• Exercise task 1
Please explain, in one to three sentences, why the forum thread on lightlike basis vectors says the metric coefficient g_00 should be zero when the null vector v is taken as the first basis vector.
— START Text extract —
I Can a Basis Vector be Lightlike?

[cianfa72]

[Moderator's note: Spin off from another thread due to topic change.]

I was thinking about the following: can we take as a basis vector a null (i.e. lightlike) vector to write down the metric ?

Call $v$ such a vector and add to it 3 linear independent vectors. We get a basis for the tangent space (the first vector in the basis is the $v$ vector itself).

Then in such a basis the metric coefficient $g_{00}$ should be zero since the vector $v$ has coordinate $(1,0,0,0)$ and by definition it has zero length. Hence we are not allowed to use it, I believe.

 

[martinbn]

Sorry I was thinking about the following: can we take as a basis vector a null (i.e. lightlike) vector to write down the metric ?

Call $v$ such a vector and add to it 3 linear independent vectors. We get a basis for the tangent space (the first vector in the basis is the $v$ vector itself).
— END Text extract —
— START Records for the task —
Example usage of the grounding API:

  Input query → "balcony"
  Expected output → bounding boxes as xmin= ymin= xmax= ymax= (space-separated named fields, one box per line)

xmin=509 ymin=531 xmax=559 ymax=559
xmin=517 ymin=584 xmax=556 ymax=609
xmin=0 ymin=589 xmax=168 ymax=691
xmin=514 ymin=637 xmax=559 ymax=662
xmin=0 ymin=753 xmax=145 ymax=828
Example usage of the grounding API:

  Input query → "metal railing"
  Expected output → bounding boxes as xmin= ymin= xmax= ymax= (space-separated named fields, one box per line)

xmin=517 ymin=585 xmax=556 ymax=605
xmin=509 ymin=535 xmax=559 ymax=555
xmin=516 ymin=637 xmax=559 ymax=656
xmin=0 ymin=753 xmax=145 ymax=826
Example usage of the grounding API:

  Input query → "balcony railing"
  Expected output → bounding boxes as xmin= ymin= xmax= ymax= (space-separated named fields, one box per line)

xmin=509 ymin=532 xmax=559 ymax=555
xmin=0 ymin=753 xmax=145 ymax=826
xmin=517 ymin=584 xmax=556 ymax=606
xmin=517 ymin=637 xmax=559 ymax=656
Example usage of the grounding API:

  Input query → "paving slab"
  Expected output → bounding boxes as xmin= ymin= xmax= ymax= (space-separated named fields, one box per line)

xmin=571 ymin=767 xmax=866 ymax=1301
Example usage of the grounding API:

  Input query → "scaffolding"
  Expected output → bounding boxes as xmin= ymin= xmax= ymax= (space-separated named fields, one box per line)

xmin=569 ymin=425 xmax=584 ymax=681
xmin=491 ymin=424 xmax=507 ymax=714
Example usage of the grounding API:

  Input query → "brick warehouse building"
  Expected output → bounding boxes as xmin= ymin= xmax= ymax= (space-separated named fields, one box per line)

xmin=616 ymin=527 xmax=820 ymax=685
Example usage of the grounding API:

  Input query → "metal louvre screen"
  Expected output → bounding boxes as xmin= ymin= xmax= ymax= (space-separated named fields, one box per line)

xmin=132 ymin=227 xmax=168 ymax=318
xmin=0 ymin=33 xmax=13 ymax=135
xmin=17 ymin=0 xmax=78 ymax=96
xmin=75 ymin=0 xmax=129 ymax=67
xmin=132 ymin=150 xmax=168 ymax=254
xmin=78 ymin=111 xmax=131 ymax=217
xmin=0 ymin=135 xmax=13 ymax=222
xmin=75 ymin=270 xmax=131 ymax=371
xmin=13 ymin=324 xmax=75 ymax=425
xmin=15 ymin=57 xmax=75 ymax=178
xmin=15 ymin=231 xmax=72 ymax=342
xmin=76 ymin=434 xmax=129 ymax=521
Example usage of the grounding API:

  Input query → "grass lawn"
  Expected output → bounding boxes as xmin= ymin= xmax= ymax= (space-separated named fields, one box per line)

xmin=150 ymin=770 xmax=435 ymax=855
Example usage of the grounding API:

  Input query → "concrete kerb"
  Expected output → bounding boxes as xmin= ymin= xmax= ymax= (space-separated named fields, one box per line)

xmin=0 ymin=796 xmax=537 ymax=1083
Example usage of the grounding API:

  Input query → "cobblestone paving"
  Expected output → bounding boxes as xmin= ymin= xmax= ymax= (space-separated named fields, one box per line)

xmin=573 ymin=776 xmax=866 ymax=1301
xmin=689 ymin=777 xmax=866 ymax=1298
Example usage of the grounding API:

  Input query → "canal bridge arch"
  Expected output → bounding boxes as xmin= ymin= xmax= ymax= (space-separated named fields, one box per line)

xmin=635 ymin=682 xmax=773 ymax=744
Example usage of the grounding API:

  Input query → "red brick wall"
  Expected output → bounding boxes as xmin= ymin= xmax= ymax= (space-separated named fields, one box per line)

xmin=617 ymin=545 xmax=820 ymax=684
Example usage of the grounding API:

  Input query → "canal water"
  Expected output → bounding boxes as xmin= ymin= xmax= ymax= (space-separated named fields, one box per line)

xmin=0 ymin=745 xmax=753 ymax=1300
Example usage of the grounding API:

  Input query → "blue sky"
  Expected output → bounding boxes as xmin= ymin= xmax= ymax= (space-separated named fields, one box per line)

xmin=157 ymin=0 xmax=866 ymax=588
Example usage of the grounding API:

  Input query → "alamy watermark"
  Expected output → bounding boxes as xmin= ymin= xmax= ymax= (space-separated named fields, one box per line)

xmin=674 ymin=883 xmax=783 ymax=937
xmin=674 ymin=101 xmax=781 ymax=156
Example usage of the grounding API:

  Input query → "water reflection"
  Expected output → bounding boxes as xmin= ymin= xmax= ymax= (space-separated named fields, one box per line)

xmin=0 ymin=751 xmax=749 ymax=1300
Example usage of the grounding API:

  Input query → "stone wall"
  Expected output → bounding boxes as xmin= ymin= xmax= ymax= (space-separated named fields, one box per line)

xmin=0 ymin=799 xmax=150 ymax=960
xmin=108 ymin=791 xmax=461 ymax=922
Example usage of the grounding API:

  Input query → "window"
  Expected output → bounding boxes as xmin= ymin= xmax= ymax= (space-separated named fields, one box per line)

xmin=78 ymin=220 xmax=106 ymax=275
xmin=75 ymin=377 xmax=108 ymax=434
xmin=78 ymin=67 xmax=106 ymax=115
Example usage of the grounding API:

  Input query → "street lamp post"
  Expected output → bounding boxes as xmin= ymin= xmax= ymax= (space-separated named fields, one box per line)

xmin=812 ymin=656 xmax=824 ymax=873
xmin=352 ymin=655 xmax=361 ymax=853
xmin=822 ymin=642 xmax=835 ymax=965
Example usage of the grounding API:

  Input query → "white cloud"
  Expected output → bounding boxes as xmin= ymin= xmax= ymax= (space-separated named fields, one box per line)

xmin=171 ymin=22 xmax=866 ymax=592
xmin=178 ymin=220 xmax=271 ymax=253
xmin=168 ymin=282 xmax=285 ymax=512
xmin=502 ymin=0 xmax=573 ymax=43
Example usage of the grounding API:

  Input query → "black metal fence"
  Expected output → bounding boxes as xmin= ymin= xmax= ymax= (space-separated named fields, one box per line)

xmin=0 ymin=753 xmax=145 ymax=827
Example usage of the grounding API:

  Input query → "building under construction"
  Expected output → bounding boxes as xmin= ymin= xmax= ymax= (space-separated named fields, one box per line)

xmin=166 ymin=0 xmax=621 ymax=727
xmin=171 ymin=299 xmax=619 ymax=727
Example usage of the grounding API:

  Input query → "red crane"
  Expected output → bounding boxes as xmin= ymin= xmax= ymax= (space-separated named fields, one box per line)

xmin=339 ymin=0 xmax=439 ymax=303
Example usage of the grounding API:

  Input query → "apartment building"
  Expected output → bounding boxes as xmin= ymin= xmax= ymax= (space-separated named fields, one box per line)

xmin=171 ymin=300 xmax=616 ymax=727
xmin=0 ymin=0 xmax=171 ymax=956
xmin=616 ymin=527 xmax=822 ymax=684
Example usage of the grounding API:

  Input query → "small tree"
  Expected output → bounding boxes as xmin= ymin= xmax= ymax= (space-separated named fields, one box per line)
— END Records for the task —
• Exercise task 2
Locate each line in the entries that contains the word "metal", matching case exactly, and copy those lines out.

• Complete answer 1
In that basis, v has the coordinate (1,0,0,0), and as a null vector it has zero length by definition. So g_00, the coefficient tied to that first basis vector, should be zero.

• Complete answer 2
  Input query → "metal railing"
  Input query → "metal louvre screen"
  Input query → "black metal fence"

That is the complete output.